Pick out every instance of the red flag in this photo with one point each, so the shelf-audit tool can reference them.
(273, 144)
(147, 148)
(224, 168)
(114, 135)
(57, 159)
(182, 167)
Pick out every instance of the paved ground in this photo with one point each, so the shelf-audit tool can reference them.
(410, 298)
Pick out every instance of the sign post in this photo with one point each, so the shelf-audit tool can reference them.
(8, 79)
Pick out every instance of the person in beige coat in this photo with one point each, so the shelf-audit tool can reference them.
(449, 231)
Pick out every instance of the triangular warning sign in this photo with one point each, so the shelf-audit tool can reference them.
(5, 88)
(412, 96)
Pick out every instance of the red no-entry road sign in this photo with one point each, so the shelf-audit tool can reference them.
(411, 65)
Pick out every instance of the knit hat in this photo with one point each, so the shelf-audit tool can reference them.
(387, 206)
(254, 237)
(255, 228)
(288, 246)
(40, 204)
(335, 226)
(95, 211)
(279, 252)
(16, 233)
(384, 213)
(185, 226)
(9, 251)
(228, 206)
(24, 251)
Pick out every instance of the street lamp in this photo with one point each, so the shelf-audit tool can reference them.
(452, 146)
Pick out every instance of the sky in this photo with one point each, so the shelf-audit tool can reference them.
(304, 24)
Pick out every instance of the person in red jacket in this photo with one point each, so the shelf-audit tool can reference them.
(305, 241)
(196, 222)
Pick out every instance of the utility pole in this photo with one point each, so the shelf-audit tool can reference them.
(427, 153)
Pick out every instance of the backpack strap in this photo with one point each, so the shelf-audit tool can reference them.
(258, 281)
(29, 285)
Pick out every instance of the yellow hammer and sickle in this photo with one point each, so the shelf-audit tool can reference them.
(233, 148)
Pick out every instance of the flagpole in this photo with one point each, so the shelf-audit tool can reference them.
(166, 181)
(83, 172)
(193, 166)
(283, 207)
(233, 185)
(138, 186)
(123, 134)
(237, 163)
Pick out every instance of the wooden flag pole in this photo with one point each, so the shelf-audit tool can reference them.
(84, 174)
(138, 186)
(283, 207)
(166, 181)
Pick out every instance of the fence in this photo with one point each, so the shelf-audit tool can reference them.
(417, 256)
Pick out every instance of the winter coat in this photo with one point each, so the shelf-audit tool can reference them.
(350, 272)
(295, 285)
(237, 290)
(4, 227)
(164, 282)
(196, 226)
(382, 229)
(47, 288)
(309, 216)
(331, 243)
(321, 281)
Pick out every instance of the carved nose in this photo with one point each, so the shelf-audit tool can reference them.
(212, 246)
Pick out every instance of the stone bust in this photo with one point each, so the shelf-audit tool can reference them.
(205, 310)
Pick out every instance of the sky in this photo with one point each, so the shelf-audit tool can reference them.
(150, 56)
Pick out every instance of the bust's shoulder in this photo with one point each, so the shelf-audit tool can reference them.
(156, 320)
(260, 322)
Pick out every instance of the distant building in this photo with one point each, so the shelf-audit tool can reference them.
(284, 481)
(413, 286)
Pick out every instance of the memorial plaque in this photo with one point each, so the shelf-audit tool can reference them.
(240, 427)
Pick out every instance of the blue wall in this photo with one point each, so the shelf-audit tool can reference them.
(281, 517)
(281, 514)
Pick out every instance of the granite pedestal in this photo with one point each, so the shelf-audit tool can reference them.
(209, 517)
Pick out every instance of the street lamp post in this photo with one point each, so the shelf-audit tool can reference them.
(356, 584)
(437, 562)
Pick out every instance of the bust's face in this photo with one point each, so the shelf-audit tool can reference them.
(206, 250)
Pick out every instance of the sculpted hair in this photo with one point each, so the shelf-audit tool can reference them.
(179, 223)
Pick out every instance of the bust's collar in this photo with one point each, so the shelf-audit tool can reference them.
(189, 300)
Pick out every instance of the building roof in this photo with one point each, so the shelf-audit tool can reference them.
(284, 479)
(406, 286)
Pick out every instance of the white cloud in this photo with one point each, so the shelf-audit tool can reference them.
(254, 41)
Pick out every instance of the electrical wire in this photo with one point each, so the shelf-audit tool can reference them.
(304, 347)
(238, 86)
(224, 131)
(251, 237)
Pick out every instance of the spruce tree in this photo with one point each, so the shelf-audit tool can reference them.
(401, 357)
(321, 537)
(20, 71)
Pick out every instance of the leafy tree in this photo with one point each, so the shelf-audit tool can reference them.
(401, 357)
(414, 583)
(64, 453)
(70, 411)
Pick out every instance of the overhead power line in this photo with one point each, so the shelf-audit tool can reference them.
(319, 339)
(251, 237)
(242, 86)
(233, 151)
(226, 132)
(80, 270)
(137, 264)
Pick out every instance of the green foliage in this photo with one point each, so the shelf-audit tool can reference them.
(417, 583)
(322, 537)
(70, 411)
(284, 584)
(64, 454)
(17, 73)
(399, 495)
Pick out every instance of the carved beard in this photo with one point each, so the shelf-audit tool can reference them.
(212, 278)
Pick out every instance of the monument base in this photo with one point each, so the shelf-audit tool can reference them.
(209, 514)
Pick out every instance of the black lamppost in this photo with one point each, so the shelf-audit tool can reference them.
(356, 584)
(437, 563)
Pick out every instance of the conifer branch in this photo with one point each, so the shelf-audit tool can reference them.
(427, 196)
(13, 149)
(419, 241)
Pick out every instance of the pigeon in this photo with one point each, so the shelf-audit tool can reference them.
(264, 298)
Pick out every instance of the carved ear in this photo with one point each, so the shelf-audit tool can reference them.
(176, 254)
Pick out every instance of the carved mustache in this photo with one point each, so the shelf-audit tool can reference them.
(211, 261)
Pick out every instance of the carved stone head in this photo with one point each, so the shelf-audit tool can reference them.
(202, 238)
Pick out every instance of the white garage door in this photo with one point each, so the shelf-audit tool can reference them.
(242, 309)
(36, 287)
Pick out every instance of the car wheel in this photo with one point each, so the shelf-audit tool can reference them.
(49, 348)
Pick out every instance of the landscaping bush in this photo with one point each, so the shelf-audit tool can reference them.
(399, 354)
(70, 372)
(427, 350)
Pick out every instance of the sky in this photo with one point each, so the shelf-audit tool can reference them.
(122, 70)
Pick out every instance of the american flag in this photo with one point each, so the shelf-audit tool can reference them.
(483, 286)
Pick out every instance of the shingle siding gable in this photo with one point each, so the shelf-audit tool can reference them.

☆ ☆ ☆ ☆ ☆

**Problem to work on:** Your task is to return, exactly and on their own, the lines from the one containing "Pick out every instance of the monument" through the last line of the listing.

**Problem solution:**
Pick out every instance of the monument base in this photo with one point each, so the shelf-audit tool can reference them.
(209, 514)
Pick out every instance of the black lamppost in this photo with one point each, so the shelf-audit tool can reference them.
(356, 584)
(437, 563)
Pick out every instance of the conifer branch in this photo with one point each, so the shelf-audit tool can reference them.
(427, 196)
(13, 149)
(419, 241)
Pick out every instance of the pigeon in this photo with one point each, so the shelf-audit tool can reference them.
(264, 298)
Pick out every instance of the carved ear in this photo with one point each, so the shelf-audit tool can reference them.
(176, 254)
Pick out every instance of the carved mustache in this photo with one point each, so the shelf-audit tool can reference them.
(211, 261)
Pick out every instance of the carved stone head in this photo with one point each, so the shelf-audit tool can reference them.
(202, 238)
Pick out every instance of the white garage door in this photo with one point each, so the shelf-audit tool can reference them.
(242, 309)
(36, 287)
Pick out every instance of the car wheel in this photo with one point each, so the shelf-audit tool can reference them.
(49, 348)
Pick out every instance of the landscaping bush in this photo with one point each, so the shelf-audit tool can reference them.
(399, 354)
(70, 372)
(427, 350)
Pick out every instance of the sky in this photo with one point each, so the shelf-audit tool can reference them.
(122, 70)
Pick out every instance of the american flag in this photo with one point each, so the shelf-audit tool can reference them.
(483, 286)
Pick out every instance of the shingle siding gable in this photo with one point each, so the shelf-audit tool can reference them.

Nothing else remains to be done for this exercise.